* [Requirement]
Please copy out, word for word, the stretch of the records from the line containing "[pin] marina light -- one per line" through the end of the records.
== Material for this task ==
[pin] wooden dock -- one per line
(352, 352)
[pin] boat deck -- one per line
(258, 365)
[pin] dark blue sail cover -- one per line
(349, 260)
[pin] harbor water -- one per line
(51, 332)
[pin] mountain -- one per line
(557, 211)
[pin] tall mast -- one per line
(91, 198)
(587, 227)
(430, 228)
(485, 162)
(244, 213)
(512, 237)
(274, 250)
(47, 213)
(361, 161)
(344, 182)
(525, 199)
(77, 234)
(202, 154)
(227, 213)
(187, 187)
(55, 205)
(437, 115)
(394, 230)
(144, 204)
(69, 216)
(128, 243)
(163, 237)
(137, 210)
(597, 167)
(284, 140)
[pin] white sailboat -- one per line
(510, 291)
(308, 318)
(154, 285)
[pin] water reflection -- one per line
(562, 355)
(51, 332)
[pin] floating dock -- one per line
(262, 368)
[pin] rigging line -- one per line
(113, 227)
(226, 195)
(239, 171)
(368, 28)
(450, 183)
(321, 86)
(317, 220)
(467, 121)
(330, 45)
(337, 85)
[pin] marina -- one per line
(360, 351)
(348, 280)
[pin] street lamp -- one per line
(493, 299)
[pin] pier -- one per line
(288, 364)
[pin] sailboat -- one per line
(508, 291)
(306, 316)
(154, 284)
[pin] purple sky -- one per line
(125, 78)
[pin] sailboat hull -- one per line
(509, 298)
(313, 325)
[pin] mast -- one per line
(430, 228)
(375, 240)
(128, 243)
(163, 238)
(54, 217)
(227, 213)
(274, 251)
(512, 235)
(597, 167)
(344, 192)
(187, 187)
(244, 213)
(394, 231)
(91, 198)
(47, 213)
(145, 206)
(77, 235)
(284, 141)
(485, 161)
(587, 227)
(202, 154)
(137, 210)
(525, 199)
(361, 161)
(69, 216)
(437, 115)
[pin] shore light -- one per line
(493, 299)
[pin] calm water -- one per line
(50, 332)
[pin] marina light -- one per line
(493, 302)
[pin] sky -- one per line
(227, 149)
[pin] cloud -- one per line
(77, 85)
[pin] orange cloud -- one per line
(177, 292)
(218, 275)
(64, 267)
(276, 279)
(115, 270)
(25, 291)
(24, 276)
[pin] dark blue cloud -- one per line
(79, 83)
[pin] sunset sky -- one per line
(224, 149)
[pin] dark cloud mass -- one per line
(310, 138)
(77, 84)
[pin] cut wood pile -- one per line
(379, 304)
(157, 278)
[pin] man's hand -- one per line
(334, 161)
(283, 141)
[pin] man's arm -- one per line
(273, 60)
===
* [Complete response]
[pin] marina light -- one per line
(493, 302)
[pin] sky -- one per line
(227, 149)
[pin] cloud -- one per line
(77, 85)
[pin] orange cloud -- one per line
(177, 292)
(218, 275)
(64, 267)
(276, 279)
(115, 270)
(25, 291)
(24, 276)
[pin] dark blue cloud -- one per line
(79, 83)
[pin] sunset sky -- one per line
(224, 149)
[pin] dark cloud mass -- one per line
(310, 138)
(77, 84)
[pin] cut wood pile -- one per line
(379, 304)
(157, 278)
[pin] man's hand -- one per line
(334, 161)
(283, 141)
[pin] man's arm -- one per line
(273, 60)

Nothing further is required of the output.